■ **Your objective**:
Reproduce only the lines from the line containing "Could you kindly segment every instance of the stack" to the end of the entries below, including both of those lines.

■ **Data shown**:
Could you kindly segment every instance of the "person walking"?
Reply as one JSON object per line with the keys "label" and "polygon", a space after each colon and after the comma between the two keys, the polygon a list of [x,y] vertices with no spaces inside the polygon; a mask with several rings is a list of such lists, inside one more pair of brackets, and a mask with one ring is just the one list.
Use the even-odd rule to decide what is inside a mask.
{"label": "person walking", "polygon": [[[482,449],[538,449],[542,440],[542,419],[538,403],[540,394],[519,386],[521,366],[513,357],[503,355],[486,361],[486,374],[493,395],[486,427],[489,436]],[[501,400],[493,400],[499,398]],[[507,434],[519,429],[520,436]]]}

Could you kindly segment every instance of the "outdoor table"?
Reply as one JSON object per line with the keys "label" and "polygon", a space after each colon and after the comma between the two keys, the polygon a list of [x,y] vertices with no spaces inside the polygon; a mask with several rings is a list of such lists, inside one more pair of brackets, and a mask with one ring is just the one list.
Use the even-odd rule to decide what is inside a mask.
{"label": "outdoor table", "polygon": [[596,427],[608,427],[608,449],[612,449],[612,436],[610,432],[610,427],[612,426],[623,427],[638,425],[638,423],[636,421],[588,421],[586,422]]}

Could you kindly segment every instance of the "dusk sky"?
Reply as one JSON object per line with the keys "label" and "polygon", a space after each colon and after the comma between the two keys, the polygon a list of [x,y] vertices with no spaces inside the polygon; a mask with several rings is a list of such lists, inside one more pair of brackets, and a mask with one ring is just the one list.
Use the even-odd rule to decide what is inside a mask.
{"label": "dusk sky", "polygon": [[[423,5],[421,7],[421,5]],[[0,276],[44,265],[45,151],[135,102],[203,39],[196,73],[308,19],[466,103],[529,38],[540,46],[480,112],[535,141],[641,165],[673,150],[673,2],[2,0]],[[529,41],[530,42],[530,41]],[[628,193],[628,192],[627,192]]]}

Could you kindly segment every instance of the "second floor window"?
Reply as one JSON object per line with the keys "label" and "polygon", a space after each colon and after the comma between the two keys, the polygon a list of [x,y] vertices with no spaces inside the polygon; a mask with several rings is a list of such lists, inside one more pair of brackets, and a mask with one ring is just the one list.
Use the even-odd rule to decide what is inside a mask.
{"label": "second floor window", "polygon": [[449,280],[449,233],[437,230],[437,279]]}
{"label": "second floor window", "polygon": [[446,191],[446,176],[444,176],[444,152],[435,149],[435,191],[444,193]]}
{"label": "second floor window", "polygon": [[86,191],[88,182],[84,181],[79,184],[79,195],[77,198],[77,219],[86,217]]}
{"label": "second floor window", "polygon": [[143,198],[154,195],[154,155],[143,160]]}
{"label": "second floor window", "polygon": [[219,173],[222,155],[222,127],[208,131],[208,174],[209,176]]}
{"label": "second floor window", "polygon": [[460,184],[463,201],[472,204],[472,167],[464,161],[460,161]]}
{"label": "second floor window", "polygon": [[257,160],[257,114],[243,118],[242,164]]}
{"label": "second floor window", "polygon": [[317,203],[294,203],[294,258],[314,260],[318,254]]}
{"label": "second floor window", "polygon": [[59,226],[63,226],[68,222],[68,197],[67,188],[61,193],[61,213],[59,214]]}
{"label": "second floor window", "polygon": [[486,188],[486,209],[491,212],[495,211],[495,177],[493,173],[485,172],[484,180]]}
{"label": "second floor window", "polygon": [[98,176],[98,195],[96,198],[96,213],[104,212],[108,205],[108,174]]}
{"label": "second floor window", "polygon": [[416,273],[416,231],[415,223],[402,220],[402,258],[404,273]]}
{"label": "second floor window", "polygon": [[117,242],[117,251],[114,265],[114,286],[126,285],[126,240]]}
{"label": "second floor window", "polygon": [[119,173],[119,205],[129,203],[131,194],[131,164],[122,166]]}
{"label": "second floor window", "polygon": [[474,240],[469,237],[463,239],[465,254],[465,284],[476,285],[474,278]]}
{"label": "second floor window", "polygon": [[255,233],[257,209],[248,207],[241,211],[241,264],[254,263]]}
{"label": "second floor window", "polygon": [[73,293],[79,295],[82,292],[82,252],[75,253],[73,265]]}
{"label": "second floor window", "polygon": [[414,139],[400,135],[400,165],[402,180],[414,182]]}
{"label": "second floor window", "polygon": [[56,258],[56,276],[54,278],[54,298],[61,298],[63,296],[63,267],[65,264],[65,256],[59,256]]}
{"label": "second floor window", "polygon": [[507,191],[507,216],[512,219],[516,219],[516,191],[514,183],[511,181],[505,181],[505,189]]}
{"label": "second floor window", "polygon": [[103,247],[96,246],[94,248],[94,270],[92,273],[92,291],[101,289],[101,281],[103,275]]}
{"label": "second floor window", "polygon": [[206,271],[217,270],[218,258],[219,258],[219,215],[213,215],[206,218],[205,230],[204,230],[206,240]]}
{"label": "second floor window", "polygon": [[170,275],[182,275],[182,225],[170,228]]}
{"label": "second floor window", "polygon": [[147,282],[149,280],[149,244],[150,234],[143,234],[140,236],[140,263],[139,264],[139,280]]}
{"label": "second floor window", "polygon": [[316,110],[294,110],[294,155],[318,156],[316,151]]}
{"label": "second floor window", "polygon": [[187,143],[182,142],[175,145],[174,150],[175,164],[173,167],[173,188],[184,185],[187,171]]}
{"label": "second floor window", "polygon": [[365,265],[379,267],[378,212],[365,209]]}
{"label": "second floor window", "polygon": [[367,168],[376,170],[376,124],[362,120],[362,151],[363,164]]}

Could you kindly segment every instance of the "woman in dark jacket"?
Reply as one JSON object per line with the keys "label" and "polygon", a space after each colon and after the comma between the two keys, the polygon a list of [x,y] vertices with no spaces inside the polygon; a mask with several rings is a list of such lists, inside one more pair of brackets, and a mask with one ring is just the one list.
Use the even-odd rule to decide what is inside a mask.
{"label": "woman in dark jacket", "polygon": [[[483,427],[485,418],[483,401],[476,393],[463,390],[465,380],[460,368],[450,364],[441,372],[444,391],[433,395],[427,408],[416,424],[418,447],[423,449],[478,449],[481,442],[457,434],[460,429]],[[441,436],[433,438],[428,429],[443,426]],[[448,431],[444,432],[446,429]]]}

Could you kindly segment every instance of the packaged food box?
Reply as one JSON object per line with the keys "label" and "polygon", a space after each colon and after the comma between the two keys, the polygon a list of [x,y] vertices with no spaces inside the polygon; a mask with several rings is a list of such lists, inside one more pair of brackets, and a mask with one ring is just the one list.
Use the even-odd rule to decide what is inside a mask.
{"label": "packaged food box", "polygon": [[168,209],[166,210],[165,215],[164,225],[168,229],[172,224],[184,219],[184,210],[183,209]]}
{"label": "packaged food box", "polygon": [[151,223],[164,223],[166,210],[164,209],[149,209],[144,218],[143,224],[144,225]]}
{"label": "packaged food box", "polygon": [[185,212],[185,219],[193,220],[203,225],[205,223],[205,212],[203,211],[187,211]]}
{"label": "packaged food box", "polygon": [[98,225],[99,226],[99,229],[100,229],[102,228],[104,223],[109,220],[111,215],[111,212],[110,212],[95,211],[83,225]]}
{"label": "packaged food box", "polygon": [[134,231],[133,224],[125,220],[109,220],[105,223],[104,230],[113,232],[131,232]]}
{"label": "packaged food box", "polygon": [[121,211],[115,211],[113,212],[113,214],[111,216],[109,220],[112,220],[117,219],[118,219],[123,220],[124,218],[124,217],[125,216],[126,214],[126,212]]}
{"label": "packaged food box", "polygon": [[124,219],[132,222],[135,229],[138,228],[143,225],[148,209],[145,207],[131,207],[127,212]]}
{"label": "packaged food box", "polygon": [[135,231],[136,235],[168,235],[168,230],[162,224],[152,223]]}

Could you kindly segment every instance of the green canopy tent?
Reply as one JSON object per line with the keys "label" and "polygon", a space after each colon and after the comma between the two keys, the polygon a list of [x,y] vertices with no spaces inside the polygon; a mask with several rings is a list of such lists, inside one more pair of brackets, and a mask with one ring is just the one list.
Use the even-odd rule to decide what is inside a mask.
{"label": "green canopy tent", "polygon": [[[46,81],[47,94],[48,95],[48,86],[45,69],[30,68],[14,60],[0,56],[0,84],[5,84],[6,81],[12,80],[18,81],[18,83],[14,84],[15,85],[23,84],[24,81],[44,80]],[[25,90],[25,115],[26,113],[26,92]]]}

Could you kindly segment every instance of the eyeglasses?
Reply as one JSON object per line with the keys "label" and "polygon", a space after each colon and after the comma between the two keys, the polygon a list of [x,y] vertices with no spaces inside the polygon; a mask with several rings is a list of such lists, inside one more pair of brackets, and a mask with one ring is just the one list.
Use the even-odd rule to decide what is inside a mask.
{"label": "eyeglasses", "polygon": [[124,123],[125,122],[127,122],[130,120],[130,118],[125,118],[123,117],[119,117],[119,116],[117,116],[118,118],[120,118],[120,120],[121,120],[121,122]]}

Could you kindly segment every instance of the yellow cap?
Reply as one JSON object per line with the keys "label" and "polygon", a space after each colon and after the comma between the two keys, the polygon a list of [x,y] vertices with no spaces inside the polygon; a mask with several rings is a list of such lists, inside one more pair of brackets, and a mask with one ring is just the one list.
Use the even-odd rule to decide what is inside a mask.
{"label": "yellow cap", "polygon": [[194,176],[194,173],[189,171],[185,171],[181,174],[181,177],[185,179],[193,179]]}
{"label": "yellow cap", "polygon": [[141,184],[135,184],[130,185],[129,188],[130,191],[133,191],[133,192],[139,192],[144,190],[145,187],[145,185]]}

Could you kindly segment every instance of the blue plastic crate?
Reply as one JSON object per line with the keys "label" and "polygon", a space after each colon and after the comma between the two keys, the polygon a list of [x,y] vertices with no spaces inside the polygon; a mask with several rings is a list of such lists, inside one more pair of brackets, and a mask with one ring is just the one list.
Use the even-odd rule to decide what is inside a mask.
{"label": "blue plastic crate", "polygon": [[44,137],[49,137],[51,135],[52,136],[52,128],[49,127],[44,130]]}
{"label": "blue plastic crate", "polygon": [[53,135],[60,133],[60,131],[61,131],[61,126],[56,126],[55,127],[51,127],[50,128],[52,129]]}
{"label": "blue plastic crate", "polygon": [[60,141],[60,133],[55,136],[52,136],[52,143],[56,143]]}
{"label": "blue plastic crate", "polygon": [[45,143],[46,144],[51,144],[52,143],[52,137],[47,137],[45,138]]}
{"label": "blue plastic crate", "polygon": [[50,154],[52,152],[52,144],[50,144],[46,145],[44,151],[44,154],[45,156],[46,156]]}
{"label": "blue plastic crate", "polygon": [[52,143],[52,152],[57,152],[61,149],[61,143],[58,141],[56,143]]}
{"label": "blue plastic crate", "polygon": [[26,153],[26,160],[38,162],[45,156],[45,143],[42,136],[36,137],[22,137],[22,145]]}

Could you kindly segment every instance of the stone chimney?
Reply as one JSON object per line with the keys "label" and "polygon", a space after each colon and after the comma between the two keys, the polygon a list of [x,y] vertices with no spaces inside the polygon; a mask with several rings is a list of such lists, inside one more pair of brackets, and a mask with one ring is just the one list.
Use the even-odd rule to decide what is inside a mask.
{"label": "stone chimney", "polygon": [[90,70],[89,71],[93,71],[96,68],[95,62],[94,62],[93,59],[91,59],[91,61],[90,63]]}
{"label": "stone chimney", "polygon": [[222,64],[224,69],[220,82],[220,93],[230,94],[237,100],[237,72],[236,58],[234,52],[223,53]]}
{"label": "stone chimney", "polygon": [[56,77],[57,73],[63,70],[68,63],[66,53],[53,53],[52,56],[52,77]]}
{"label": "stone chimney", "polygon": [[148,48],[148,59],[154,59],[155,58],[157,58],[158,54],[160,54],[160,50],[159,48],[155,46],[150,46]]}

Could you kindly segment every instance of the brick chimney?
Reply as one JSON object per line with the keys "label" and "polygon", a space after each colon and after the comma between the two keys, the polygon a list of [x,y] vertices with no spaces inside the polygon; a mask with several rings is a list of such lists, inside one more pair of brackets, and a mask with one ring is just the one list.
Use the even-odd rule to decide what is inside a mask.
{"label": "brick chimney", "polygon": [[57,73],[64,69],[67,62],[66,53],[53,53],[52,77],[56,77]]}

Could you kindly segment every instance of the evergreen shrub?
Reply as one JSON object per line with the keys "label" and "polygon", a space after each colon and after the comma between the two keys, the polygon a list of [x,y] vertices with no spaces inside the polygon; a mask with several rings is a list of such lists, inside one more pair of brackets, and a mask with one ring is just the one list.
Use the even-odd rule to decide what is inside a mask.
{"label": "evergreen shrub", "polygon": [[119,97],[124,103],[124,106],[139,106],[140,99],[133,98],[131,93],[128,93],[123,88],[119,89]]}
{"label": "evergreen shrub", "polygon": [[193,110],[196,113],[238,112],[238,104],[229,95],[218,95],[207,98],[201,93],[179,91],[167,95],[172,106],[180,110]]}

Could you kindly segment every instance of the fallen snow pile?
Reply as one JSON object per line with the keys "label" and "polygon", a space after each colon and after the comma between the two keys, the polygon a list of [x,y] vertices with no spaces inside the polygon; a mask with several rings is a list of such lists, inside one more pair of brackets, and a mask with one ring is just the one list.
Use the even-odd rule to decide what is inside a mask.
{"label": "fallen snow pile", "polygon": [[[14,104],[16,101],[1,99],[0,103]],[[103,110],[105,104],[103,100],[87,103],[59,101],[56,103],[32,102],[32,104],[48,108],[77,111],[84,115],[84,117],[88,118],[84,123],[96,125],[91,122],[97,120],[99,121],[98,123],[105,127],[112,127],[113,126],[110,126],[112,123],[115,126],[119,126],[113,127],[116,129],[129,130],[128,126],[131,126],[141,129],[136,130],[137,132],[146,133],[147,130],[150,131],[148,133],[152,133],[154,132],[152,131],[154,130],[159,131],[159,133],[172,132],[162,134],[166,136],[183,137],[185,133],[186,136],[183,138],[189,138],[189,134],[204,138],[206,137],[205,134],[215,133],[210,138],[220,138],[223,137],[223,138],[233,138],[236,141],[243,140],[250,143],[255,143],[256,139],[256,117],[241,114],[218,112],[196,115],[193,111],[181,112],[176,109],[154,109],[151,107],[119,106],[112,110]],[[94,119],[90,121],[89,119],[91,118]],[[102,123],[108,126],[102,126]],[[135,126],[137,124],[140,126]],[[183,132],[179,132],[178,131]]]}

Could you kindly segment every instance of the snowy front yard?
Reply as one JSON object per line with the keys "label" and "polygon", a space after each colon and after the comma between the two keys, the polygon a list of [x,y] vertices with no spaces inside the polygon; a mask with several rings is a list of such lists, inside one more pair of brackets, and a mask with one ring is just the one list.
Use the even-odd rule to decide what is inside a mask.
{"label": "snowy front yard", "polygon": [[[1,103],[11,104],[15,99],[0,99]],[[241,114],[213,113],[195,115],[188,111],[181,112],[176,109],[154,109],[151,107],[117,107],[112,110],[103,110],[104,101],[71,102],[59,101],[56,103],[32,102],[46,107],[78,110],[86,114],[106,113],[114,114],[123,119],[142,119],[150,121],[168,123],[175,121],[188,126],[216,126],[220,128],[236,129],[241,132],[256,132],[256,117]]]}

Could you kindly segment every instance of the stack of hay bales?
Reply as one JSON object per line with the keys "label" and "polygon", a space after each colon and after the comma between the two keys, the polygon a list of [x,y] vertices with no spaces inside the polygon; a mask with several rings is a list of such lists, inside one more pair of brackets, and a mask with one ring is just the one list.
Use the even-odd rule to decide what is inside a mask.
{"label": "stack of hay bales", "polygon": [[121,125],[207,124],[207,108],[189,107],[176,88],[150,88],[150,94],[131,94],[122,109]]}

■ **Response below**:
Could you kindly segment every instance of the stack of hay bales?
Reply as one JSON object per line with the keys "label" and "polygon", a space after each colon and after the comma between the two keys, the polygon a list of [x,y] vertices with no spaces inside the polygon; a mask with several rings is a list of such lists, inside one more pair of brackets, and a mask with one ring is just the one list.
Use the even-odd rule to decide what is inside a mask.
{"label": "stack of hay bales", "polygon": [[121,125],[207,124],[207,108],[189,107],[176,88],[150,88],[150,94],[131,94],[122,109]]}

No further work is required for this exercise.